**Source text**
= Beginning of Section =

The Court considered M v M (1988) 166 CLR 69, a High Court Decision and said:
“It is a mistake to think the Family Court is under the same duty to resolve in a definitive way the disputed allegation of sexual abuse as a court exercising criminal jurisdiction would be if it was trying the party for a criminal offence.
…
The court is concerned to make such an order for custody or access which will in the opinion of the court best promote and protect the interests of the child. In deciding what order it should make, the court will give very great weight to the importance of maintaining parental ties, not so much because parents have a right to custody or access, but because it is prima facie in a child’s best interest to maintain the filial relationship with both parents.”
In Deiter & Deiter [2011] FamCAFC 82, the Full Court said:
“The assessment of risk is one of the many burdens placed on family law decision makers. Risk assessment comprises two elements – the first requires prediction of the likelihood of the occurrence of harmful events, and the second requires consideration of the severity of the impact caused by those events. In our view, the assessment of risk in cases involving the welfare of children cannot be postponed until the last piece of evidence is given and tested, and the last submission is made. We accept, however, that it is always a question of degree depending on the evidence that is before the Court.”
The Court then set out some background information.
The father disputed the characterisation “of his behaviour as inappropriate towards his children”. His case was that the mother’s resistance was based on her anxiety and depression.
The Court at paragraph 36 said:
“There is a difference between a parent undertaking conduct that another parent might find to be unacceptable, and indeed possibly repulsive, and that same activity presenting an unacceptable risk of harm to children.”

= End of Section =

**Complete the following**
(a) Copy word for word the part of the family court passage that opens with the words containing "In Deiter &" and closes with "some background information.".
(b) Pick up the family court passage after its last sentence and keep writing.

**Supplied entries**
= Beginning of Section =

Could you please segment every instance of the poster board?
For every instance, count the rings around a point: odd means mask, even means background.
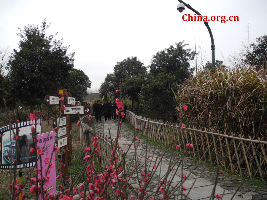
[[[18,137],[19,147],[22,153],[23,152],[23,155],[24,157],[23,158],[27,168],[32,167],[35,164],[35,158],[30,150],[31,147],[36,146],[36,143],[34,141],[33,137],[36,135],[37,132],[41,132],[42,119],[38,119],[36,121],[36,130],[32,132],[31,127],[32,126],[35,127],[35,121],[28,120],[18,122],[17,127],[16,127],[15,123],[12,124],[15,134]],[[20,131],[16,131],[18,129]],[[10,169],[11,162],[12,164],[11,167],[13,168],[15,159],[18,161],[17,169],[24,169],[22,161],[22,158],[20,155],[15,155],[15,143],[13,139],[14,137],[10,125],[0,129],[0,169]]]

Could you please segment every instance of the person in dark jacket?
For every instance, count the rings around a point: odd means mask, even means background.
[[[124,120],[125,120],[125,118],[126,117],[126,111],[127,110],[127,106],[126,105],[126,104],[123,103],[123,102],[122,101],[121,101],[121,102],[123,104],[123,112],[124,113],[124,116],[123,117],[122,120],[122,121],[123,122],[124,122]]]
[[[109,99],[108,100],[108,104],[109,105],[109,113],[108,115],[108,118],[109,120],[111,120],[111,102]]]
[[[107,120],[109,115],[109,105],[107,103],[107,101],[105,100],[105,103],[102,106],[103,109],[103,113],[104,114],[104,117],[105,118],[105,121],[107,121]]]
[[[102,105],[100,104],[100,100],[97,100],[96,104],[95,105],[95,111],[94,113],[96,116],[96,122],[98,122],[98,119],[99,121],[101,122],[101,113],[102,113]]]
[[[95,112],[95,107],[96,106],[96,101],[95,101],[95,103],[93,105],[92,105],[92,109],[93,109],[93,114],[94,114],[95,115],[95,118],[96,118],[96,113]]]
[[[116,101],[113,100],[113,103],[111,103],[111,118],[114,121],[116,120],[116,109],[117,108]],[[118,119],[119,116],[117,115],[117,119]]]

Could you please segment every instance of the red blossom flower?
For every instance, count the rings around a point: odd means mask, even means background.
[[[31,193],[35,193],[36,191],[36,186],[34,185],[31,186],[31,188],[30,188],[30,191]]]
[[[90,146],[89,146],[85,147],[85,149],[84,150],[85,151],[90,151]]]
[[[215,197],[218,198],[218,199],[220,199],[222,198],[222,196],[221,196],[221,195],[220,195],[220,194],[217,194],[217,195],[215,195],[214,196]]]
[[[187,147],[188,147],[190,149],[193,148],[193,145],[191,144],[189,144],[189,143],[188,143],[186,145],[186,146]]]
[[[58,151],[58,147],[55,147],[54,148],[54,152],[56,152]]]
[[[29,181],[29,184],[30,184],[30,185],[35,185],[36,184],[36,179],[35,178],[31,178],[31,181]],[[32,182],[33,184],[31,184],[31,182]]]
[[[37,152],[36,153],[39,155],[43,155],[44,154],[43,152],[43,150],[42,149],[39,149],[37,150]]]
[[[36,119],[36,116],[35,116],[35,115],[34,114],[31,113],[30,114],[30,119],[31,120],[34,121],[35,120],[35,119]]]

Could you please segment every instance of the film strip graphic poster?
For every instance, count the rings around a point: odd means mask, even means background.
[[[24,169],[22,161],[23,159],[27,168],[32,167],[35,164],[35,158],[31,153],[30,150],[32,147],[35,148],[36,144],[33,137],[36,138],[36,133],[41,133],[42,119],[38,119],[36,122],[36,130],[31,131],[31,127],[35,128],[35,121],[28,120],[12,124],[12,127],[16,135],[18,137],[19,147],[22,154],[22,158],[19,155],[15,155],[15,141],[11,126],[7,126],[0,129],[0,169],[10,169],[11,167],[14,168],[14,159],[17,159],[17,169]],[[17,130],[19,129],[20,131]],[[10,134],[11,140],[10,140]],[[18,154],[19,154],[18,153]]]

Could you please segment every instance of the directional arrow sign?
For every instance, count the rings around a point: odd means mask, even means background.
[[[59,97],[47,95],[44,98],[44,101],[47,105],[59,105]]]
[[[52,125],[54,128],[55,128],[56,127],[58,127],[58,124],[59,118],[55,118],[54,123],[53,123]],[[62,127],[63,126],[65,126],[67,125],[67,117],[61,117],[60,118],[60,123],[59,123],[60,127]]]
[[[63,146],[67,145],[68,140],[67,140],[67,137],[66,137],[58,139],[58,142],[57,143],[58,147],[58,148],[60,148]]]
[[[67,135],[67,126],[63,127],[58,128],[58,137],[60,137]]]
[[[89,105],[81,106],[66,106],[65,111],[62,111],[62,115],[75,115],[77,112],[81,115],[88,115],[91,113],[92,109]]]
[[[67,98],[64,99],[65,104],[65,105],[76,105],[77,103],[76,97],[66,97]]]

= End of Section =
= Beginning of Section =

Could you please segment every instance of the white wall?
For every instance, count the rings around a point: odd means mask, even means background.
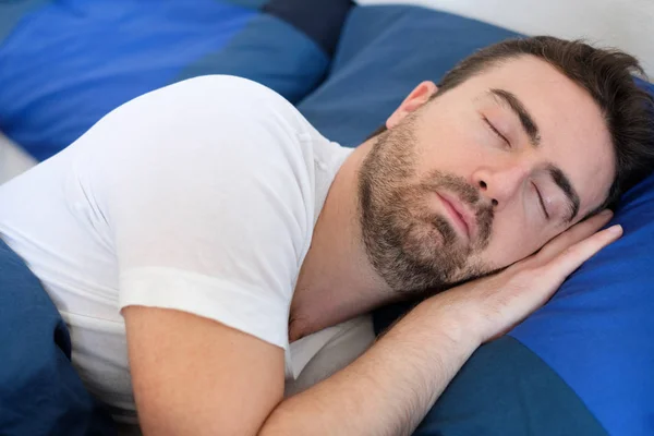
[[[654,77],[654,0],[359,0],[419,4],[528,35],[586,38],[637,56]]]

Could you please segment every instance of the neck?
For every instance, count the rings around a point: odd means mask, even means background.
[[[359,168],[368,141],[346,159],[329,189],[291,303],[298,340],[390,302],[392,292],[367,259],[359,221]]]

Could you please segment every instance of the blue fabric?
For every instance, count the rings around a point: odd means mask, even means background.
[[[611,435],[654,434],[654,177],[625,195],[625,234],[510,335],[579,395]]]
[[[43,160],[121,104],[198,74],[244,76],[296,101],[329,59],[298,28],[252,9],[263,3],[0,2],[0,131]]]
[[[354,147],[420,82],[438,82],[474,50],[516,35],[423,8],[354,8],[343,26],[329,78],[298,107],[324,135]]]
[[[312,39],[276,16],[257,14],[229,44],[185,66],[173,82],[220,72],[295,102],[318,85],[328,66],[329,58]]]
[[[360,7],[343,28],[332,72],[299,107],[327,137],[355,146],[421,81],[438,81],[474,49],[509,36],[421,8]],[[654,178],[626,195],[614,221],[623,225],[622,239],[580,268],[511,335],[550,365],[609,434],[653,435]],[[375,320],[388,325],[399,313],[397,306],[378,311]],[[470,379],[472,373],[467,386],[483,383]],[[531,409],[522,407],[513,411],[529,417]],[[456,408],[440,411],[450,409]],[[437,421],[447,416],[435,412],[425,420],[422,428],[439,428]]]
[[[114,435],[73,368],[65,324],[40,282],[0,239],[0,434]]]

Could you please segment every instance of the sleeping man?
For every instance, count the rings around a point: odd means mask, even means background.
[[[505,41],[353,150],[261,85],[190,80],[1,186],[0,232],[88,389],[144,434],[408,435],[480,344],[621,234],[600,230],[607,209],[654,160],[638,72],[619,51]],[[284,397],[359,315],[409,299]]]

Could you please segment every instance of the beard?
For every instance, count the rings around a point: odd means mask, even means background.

= End of Section =

**Solved tasks**
(a)
In Deiter & Deiter [2011] FamCAFC 82, the Full Court said:
“The assessment of risk is one of the many burdens placed on family law decision makers. Risk assessment comprises two elements – the first requires prediction of the likelihood of the occurrence of harmful events, and the second requires consideration of the severity of the impact caused by those events. In our view, the assessment of risk in cases involving the welfare of children cannot be postponed until the last piece of evidence is given and tested, and the last submission is made. We accept, however, that it is always a question of degree depending on the evidence that is before the Court.”
The Court then set out some background information.

(b)
The mother had framed the risk in terms of being inappropriate boundaries. The Trial Judge had relied on the expert report of a forensic psychiatrist, Dr B. An important quote from that report is:
” In my mind, the mother’s views of the father have become so contaminated by her emotional repulsion at his actions, that his sexual behaviours have, in her mind, escalated risk to a degree that is not reality based.”
The Trial Judge relied on Dr B. The doctor had stated:
“It is important for the Mother to understand that the Court has, independently of Dr B, and based on the totality of the material before it, also meticulously considered the issues of risk to the children and has come to the same conclusion as Dr B. The Father’s past behaviour was disgusting and inappropriate. Even if it were the case that Dr B was not fully appraised of his misconduct whilst working as an educator, all of that evidence was before the Court and it does not change the Court’s assessment that there is no risk of harm to these children that warrants the continuation, let alone the perpetuation, of supervised contact.”
The Trial Judge had said:
“With great respect to the Mother, and those advising her, it is hard to make sense of her case.”
The appeal failed.
The interesting aspect of this case for me is that the Court considered it was important to introduce a suite of injunctions to manage the father’s behaviour but still was prepared to order unsupervised time, although limited in duration, and contemplated that before the order came into effect, the mother needed a period where she could get therapeutic try to have her accept assistance to the fact that the orders had been made.
Both reinforce for me how difficult a threshold unacceptable risk is to reach.